▶ _Your goal_
Extract every line below that contains the string "grass", and copy each such line in full.

▶ _Exercise data_

--- Start ---

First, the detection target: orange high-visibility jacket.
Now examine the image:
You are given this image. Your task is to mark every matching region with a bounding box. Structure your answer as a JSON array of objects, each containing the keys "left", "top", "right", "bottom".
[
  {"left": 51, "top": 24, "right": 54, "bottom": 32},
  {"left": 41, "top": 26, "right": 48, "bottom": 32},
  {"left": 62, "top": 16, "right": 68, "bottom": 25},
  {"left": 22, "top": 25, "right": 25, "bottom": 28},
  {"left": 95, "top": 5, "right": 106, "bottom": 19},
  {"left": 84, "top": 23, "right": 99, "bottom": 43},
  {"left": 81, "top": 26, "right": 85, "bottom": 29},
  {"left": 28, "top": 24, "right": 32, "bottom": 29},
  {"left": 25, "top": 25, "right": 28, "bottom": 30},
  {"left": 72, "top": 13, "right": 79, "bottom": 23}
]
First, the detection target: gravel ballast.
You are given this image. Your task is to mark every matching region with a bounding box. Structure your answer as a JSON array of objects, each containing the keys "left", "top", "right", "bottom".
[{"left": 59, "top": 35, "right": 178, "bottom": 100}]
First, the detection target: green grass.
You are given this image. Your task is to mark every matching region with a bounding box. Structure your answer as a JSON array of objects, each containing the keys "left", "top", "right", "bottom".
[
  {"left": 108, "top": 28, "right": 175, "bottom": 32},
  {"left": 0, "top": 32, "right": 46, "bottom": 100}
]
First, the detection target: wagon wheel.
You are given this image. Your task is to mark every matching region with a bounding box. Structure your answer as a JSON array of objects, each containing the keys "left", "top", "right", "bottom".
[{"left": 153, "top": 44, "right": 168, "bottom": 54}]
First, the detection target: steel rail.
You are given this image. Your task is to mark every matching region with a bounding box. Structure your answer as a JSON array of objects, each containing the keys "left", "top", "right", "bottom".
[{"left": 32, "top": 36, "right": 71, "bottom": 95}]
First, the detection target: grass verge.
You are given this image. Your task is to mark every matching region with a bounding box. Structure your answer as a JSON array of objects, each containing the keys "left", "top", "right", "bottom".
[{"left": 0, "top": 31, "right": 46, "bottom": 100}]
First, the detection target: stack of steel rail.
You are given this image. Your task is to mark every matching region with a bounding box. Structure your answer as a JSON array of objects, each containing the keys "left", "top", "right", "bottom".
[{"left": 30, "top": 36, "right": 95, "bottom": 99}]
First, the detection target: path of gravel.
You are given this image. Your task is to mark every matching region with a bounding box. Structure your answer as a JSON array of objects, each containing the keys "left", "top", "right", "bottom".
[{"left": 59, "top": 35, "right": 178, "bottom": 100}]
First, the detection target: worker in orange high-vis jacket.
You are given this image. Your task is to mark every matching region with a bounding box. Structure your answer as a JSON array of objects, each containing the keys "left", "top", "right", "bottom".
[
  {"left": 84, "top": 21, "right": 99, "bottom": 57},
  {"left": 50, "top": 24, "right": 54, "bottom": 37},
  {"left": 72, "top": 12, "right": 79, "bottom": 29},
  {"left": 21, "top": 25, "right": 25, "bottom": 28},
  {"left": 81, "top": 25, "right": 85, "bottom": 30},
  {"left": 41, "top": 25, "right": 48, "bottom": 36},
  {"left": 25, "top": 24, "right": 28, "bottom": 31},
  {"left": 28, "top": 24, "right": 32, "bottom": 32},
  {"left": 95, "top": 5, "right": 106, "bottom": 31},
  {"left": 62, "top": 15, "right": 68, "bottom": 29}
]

--- End ---
--- Start ---

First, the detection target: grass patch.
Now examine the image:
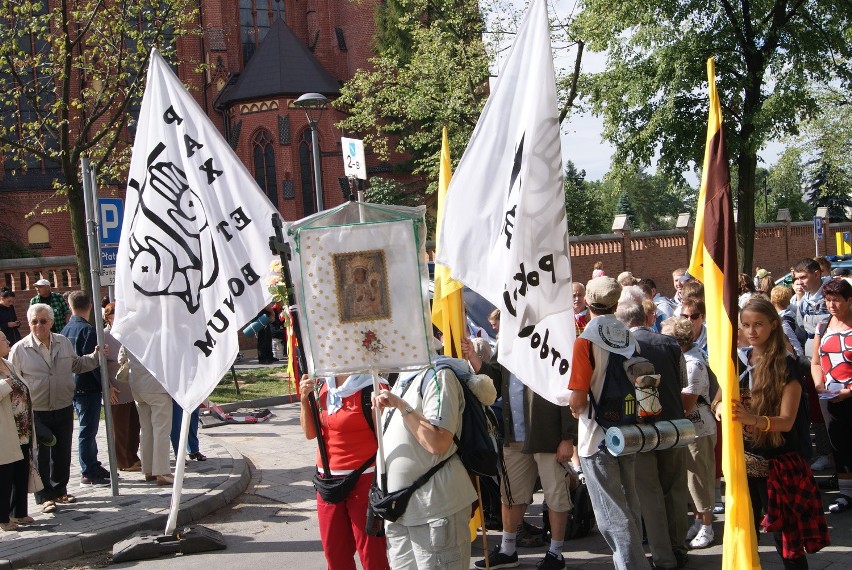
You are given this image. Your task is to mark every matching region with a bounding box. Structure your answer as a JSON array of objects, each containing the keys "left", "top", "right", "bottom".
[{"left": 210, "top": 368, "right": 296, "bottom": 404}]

--- End ---

▶ _Reply_
First, the detection target: green grass.
First, the detection target: grass verge.
First, the detection target: grass patch.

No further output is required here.